What you should do
Continue the review of Fanny Howe's Radical Love below, picking up immediately after its final sentence.

Radical Love: 5 Novels by Fanny Howe
Reviewed by Pedro Ponce
2.26.07
Poet Fanny Howe’s Radical Love collects five novels centered on characters driven to the emotional and political extremes suggested by the collection’s title. Nod takes its title from the children’s poem by Robert Louis Stevenson. The connotation resonates ironically with the story, which tracks an American family’s disintegration in pre-World War II Ireland. G, the protagonist of The Deep North, is caught between her family’s ill-gotten affluence and the social upheaval of Boston in the 1960’s. An idealistic couple in Famous Questions promises to “sustain the strengths of female history, which include anonymity, community, nurturance, subversion, and resistance.” But in putting this idealism to practice—the couple adopts an alluring hippie drifter named Echo—they ultimately risk their commitment to each other. In Saving History, Felicity Dumas tries to escape an abusive husband, while Indivisible takes the form of a letter to God, written by a woman who claims to have “locked my husband in a closet one fine winter morning.”
For all the liberties she takes with narrative conventions, Howe still manages to grab readers looking for vivid characterization and page-turning plots. Famous Questions has the compelling pace of a psychological thriller as Echo insinuates herself further and further between Roisin and her husband Kosta. Kosta’s terminally ill mother is at once an emotional touchstone and an oddly reassuring source of comic relief from the unraveling marriage. “I think tragedy always brings the divine into the head,” she muses. “I wonder why. Not that this is tragedy. Much worse I should be bludgeoned by a mad man. Right?”
At the same time, Howe reveals her poetic side in the textures of her narrative. She can evoke a character’s inner life with the vivid compression of verse; describing the sick mother’s state of mind in Famous Questions, Howe writes, “Everywhere Ma went now, so did the shovel, the skeleton, the stone, and the worm, since she announced her cancer. Grim images seemed to follow her on her rounds from room to room, cleaning.” Cloda, one of the two sister protagonists in Nod, describes her mother’s “Picasso-esque face—one that seemed to include a profile even as it stared directly into your eyes. So much—too much—seemed to be contained in her mobile features that she sensed that there were always two of her.”

Provided data

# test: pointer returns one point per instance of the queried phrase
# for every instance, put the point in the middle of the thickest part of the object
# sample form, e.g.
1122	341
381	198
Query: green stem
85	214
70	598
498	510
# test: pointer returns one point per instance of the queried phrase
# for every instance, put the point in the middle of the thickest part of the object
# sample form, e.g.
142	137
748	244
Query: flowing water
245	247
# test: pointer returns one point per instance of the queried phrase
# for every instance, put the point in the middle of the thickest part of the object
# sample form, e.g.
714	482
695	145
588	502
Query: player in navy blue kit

Response
Time and point of view are similarly subject to sudden compressions and dilations. In the 1952 that begins The Deep North, G “had returned from summer camp, brown from sun, her black hair streaked gold and still in her camp clothes, she smelled of pine and oil.” But within a few pages, it is “[m]any years later” and G is having a panic attack on a train: “She had a pair of seats to herself and she rocked uneasily with the motion of the train. Her hands were folded on her lap, her left still wearing the garnet engagement ring and gold band of her early marriage.” Point of view goes in and out of focus on central characters, at times appropriating the objective omniscience of a history text. Howe digs deep—perhaps too deep for some readers—in developing Roisin’s backstory in Famous Questions; she begins by describing the historical circumstances that would eventually bring Roisin’s parents (an American soldier and a Korean woman) together: “On a Sunday in June of 1950 the North Korean Communist artillery crossed the 38th parallel into South Korea. The United Nations was given the power to restore peace, and Truman ordered the United States to give air and sea support to a Korean government headed by Syngman Rhee.”
While such techniques may strike readers as metafictional indulgences, they are really the marks of a writer generous with her characters and, consequently, with her readers. For Howe, the personal has global implications, while the global is personal. This dynamic, the author is careful to point out, is not nearly as warm and fuzzy as it sounds. Musing on the circumstances that bring Roisin’s parent’s together, the narrator observes, “It was almost as if these small personal events were atomic particles attached to a system so powerful it was indivisible from each of its parts, and these events involved no natural choice or will by the participants.” Howe’s complex, provocative fictions are ultimately more truthful to the experiences they portray. Faced with the entanglements of intimacy and the inertia of the status quo, love becomes the most radical act of all.